- Your tasks
1. In the SR-IOV review, what reason is given against the proposed mac and vlan entries for network devices?
2. Can you quote everything in the SR-IOV review from "We already have" down to "u32), char **entries)"?
3. Continue the SR-IOV review from the point where it stops.

Wouldn't it be more useful to have the iov/N directories be a symlink to
the actual pci_dev used by the virtual function?

> +For network device, there are:
> + - /sys/bus/pci/devices/BB:DD.F/iov/N/mac
> + - /sys/bus/pci/devices/BB:DD.F/iov/N/vlan
> + (value update will notify PF driver)

We already have tools to set the MAC and VLAN parameters for network
devices.

> +To register SR-IOV service, Physical Function device driver needs to call:
> + int pci_iov_register(struct pci_dev *dev,
> + int (*notify)(struct pci_dev *, u32), char **entries)

I think a better interface would put the 'notify' into the struct
pci_driver. That would make 'notify' a bad name .... how about
'virtual'? There's also no documentation for the second parameter to
'notify'.

> +Note: entries could be NULL if PF driver doesn't want to create new entries
> +under /sys/bus/pci/devices/BB:DD.F/iov/N/.

So 'entries' is a list of names to create sysfs entries for?

> +To enable SR-IOV, Physical Function device driver needs to call:
> + int pci_iov_enable(struct pci_dev *dev, int numvfs)
> +
> +To disable SR-IOV, Physical Function device driver needs to call:
> + void pci_iov_disable(struct pci_dev *dev)

I'm not 100% convinced about this API. The assumption here is that the
driver will do it, but I think it should probably be in the core. The
driver probably wants to be notified that the PCI core is going to
create a virtual function, and would it please prepare to do so, but I'm
not convinced this should be triggered by the driver. How would the
driver decide to create a new virtual function?

> +To read or write VFs configuration:
> + - int pci_iov_read_config(struct pci_dev *dev, int id,
> + char *entry, char *buf, int size);
> + - int pci_iov_write_config(struct pci_dev *dev, int id,
> + char *entry, char *buf);

I think we'd be better off having the driver create its own sysfs
entries if it really needs to.

> +3.2 Usage example
> +
> +Following piece of code illustrates the usage of APIs above.

- Entries from an annotation dataset
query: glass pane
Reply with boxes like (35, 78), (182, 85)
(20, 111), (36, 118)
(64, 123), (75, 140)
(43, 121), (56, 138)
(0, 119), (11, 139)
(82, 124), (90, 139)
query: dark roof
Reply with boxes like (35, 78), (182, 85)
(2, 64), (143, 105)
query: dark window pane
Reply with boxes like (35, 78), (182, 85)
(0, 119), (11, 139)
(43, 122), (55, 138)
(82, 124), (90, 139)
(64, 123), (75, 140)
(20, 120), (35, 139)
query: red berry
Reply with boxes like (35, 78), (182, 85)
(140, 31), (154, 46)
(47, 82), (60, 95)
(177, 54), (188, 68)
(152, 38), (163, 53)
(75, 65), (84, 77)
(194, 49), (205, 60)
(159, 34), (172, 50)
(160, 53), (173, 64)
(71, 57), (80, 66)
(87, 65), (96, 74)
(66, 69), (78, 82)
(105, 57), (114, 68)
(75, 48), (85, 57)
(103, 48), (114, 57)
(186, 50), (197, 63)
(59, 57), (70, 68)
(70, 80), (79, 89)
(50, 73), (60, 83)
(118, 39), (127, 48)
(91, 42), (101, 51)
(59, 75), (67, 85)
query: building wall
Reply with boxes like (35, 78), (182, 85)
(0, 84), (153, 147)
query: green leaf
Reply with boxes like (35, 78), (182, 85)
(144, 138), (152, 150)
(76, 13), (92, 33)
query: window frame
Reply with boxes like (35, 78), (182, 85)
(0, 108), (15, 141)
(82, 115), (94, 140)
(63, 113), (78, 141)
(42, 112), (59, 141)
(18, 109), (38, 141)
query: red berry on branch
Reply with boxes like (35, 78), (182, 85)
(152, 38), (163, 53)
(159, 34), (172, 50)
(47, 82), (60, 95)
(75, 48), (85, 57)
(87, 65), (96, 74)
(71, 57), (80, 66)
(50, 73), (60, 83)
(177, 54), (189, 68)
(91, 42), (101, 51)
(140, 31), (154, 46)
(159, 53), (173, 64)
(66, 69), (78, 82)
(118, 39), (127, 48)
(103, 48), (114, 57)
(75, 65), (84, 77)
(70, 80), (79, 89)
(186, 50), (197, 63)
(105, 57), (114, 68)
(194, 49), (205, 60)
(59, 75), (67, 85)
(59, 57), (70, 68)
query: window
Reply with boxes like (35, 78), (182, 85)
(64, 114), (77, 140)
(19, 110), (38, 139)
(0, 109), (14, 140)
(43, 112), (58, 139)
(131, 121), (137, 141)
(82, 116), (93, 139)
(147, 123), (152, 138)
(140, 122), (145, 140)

- Results by task
1. The reviewer objects because tools already exist for setting the MAC and VLAN parameters of network devices.

2.
We already have tools to set the MAC and VLAN parameters for network
devices.

> +To register SR-IOV service, Physical Function device driver needs to call:
> + int pci_iov_register(struct pci_dev *dev,
> + int (*notify)(struct pci_dev *, u32), char **entries)

3.
> +
[...]
> +static struct pci_driver dev_driver = {
> + .name = "SR-IOV Physical Function driver",
> + .id_table = dev_id_table,
> + .probe = dev_probe,
> + .remove = __devexit_p(dev_remove),
> +#ifdef CONFIG_PM
> + .suspend = dev_suspend,
> + .resume = dev_resume,
> +#endif
> +};

>From my reading of the SR-IOV spec, this isn't how it's supposed to
work. The device is supposed to be a fully functional PCI device that
on demand can start peeling off virtual functions; it's not supposed to
boot up and initialise all its virtual functions at once.

--
Matthew Wilcox Intel Open Source Technology Centre
"Bill, look, we understand that you're interested in selling us this
operating system, but compare it to ours. We can't possibly take such
a retrograde step."


2008-10-14 00:23:44

by Dong, Eddie

[permalink] [raw]
Subject: RE: [PATCH 6/6 v3] PCI: document the change

Matthew Wilcox wrote:

> Wouldn't it be more useful to have the iov/N directories
> be a symlink to the actual pci_dev used by the virtual
> function?

The main concern here is that a VF may be disabed such as when PF enter
D3 state or undergo an reset and thus be plug-off, but user won't
re-configure the VF in case the PF return back to working state.

>
>> +For network device, there are:
>> + - /sys/bus/pci/devices/BB:DD.F/iov/N/mac
>> + - /sys/bus/pci/devices/BB:DD.F/iov/N/vlan
>> + (value update will notify PF driver)
>
> We already have tools to set the MAC and VLAN parameters
> for network devices.

Do you mean Ethtool? If yes, it is impossible for SR-IOV since the
configuration has to be done in PF side, rather than VF.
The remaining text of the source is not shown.